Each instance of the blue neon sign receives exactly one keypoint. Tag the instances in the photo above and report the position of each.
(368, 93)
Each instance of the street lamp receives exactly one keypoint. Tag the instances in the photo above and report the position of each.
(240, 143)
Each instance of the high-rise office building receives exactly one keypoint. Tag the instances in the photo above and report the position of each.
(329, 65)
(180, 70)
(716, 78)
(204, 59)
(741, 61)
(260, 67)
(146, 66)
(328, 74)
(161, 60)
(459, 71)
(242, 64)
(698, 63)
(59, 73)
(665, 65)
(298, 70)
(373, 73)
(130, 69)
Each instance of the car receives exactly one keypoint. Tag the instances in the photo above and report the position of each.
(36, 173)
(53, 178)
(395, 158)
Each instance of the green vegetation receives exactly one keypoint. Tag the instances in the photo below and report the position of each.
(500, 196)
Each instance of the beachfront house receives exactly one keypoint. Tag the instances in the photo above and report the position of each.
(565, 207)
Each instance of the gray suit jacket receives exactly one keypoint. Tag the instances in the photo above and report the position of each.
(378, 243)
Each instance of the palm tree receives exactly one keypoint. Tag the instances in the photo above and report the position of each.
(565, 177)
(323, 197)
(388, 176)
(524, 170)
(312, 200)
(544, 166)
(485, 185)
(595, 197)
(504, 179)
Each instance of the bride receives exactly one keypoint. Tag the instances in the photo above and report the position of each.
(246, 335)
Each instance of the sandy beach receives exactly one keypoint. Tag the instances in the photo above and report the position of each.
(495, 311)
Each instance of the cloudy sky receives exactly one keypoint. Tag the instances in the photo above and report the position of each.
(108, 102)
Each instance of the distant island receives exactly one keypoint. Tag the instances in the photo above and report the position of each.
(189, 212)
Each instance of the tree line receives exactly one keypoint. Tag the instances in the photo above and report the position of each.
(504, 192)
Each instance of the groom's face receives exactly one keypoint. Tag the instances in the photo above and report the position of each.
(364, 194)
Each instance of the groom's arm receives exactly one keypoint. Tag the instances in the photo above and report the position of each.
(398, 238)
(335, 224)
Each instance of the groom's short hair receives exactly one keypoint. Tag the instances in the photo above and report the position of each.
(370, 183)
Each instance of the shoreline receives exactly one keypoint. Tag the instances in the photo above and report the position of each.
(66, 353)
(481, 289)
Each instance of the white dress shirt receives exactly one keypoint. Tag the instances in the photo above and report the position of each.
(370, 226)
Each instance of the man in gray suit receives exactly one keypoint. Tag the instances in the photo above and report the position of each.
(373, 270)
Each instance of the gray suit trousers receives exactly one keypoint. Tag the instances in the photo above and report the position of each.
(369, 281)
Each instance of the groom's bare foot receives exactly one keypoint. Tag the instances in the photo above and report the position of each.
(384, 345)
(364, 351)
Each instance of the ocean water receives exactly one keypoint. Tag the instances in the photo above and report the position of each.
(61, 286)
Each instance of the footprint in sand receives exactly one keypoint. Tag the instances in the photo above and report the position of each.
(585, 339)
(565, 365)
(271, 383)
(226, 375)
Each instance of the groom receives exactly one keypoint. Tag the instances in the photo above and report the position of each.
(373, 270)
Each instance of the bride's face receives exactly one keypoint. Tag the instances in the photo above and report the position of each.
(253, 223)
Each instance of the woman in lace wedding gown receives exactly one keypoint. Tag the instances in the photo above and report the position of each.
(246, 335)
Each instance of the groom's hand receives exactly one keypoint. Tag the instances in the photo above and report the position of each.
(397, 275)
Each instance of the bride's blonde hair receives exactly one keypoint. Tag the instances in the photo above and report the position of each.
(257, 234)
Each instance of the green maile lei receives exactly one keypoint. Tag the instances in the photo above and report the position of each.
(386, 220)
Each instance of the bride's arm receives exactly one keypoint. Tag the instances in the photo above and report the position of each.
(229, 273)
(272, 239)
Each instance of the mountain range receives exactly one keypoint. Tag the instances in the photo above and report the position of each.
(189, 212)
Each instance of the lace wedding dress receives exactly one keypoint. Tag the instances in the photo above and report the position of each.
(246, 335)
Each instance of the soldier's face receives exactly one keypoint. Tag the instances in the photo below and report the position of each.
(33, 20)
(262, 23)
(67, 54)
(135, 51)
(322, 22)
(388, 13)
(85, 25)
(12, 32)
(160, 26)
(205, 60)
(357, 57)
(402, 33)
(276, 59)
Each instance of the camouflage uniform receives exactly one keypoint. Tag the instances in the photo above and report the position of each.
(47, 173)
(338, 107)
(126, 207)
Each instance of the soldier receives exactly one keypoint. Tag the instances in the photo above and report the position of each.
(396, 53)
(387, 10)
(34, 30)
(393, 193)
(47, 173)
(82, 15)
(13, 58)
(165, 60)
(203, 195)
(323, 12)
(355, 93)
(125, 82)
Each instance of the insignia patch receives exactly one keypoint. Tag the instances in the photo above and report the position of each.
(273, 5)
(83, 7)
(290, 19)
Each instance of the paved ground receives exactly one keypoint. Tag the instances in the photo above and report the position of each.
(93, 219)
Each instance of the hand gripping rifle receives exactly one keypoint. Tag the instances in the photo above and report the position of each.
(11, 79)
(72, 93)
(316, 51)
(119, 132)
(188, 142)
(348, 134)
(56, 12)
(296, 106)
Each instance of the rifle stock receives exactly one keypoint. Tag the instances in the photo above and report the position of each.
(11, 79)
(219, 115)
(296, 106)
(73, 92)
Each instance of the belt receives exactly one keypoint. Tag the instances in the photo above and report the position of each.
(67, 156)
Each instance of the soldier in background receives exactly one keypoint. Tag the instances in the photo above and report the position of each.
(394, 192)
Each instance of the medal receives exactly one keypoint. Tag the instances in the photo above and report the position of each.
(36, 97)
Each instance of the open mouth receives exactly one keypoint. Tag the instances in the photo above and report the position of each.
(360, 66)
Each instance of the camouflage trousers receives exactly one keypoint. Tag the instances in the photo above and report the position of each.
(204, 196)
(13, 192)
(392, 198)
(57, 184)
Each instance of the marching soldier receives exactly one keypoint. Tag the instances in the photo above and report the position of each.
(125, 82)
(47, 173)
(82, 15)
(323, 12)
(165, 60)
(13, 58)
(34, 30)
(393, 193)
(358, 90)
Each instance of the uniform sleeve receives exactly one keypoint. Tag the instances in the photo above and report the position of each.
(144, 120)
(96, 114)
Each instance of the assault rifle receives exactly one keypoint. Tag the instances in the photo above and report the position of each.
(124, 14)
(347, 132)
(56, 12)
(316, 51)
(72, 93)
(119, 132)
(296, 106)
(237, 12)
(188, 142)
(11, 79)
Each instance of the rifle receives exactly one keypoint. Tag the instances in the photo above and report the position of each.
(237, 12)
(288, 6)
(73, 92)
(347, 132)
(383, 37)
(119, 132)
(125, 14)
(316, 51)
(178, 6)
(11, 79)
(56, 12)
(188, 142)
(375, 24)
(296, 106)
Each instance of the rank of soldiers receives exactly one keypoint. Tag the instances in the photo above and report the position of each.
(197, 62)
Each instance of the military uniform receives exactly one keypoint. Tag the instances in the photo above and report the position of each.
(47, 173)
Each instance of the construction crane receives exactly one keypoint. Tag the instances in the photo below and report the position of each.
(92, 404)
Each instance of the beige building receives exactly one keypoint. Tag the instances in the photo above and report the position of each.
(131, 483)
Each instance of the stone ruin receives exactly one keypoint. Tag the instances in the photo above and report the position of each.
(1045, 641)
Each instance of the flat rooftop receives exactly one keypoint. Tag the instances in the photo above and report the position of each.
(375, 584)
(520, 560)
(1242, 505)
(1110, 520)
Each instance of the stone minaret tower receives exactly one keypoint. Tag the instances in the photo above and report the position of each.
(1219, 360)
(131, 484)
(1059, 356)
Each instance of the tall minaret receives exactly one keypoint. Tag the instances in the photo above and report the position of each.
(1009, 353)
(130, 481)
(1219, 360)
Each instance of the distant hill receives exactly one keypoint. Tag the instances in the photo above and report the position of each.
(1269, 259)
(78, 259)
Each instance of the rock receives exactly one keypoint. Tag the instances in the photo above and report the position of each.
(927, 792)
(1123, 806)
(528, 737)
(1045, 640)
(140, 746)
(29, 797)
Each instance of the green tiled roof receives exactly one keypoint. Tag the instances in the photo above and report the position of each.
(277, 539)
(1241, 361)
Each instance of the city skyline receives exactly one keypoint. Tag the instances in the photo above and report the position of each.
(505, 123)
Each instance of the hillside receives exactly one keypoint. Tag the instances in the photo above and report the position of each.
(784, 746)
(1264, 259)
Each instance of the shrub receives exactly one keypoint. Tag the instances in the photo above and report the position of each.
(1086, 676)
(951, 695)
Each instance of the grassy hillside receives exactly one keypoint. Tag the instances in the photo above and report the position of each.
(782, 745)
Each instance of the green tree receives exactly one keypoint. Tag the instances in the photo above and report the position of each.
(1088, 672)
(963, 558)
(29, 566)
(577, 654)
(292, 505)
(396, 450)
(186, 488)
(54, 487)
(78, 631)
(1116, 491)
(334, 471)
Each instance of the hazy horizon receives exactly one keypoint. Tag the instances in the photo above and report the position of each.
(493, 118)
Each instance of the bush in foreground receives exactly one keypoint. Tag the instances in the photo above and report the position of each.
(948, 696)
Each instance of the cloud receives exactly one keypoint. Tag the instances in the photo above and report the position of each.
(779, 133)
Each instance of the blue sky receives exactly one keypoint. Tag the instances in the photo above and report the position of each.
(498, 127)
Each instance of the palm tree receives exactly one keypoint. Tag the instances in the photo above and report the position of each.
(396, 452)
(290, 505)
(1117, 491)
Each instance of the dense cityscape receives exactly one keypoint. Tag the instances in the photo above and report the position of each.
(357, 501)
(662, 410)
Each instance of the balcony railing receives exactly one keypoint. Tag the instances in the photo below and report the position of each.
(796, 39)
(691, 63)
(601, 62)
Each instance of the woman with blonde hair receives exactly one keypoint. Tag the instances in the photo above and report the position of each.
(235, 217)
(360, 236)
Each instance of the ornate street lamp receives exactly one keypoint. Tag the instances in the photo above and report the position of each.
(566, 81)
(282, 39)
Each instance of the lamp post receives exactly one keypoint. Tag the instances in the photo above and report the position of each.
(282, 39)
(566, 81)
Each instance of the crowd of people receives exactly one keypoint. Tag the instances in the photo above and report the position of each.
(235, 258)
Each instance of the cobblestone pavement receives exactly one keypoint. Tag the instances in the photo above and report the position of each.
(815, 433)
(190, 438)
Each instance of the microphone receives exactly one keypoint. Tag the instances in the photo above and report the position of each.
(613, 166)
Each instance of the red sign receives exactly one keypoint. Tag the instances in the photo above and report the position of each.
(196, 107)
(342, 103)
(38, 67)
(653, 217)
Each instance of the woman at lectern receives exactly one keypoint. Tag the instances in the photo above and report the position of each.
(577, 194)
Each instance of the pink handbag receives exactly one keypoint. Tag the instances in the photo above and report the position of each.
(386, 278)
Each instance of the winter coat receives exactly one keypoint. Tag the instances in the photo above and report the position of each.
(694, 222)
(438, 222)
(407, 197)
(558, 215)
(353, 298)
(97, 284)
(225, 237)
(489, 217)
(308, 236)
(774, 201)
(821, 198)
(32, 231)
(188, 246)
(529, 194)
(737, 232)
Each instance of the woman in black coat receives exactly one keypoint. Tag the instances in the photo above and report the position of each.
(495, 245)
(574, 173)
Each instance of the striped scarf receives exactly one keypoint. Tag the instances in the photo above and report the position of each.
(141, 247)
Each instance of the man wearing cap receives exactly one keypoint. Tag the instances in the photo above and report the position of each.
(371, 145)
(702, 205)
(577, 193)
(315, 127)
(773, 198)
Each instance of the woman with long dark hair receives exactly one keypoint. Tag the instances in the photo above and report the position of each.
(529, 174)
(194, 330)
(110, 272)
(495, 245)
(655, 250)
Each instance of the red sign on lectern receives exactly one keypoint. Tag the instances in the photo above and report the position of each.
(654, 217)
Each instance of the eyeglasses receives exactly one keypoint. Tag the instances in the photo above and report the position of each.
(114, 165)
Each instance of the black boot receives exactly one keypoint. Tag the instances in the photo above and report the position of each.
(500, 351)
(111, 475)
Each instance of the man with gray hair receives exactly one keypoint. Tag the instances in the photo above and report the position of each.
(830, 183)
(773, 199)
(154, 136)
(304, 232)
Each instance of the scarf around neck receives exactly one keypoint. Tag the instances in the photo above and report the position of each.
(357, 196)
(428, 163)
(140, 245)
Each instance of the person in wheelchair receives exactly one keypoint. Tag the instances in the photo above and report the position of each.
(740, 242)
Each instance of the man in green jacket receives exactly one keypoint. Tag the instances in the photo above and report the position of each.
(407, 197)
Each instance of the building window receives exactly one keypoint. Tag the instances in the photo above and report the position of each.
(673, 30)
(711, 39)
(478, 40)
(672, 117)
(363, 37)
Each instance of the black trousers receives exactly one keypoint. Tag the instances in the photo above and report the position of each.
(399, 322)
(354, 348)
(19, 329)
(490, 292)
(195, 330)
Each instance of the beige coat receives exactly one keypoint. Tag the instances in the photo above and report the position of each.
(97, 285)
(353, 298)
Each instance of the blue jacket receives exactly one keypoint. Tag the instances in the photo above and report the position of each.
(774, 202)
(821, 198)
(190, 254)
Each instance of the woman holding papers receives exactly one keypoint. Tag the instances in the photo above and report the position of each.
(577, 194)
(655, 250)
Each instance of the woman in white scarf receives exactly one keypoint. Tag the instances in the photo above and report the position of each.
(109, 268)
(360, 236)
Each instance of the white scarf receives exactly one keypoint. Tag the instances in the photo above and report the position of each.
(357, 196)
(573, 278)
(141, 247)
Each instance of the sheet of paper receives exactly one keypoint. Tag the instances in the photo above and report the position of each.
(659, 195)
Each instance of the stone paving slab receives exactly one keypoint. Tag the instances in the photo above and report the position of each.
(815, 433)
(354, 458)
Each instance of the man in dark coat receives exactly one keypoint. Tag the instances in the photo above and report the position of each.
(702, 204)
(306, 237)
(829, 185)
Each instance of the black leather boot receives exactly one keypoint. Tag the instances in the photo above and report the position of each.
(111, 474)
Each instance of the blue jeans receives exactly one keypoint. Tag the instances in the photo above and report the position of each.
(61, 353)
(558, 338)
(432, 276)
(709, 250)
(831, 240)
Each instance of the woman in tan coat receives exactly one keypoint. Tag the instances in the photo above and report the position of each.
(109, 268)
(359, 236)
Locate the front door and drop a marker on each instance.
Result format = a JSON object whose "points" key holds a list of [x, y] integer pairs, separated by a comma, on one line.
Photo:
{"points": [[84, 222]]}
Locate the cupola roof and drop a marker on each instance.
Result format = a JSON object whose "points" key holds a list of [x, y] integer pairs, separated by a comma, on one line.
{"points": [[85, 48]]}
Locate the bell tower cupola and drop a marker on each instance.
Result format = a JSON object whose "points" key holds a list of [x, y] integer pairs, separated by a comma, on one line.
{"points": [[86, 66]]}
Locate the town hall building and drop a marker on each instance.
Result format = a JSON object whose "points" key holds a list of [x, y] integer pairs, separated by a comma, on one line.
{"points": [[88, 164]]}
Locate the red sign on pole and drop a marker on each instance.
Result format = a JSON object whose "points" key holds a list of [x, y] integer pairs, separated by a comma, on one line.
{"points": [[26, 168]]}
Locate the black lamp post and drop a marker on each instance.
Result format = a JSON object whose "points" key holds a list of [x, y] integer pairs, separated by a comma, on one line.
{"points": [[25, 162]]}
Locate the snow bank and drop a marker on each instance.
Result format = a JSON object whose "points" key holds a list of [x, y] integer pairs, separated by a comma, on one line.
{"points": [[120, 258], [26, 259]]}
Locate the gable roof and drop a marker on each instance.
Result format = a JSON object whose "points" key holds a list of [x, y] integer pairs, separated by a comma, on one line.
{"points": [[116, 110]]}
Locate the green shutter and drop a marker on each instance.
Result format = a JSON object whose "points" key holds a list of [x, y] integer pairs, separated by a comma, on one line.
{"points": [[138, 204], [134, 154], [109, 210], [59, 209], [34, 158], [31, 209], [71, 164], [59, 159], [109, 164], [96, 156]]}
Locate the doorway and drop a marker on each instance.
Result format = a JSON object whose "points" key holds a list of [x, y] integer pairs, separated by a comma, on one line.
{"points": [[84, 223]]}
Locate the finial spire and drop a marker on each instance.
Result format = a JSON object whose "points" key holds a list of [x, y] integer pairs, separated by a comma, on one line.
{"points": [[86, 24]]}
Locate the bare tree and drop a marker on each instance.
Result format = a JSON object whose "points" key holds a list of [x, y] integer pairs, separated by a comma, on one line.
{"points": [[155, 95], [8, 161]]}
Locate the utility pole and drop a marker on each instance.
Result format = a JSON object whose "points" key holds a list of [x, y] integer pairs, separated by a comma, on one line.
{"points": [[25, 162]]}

## Aim
Give the records above, between the line containing "Locate the doorway" and the end of the records, inclusive, as a two-column CSV with the columns text and answer. Use one row per record, with its text and its answer each in a single quoted field and line breaks replaced by spaces.

## Answer to the task
text,answer
"Locate the doorway and drop a marker on each instance. Result format = a JSON object whose ""points"" key holds a list of [x, y] integer pairs, separated by a comma, on one line.","{""points"": [[84, 223]]}"
"Locate the finial spire and drop a marker on each instance. Result format = a JSON object whose ""points"" key holds a list of [x, y] integer pairs, separated by a comma, on one line.","{""points"": [[86, 24]]}"
"Locate the bare tree and drop a marker on each instance. Result format = a JSON object whose ""points"" key holds a list of [x, y] integer pairs, separated by a comma, on one line.","{""points"": [[155, 95], [8, 161]]}"
"Locate the utility pole and drop a marker on each instance. Result format = a JSON object whose ""points"" key holds a list of [x, y] integer pairs, separated by a comma, on one line.","{""points"": [[25, 162]]}"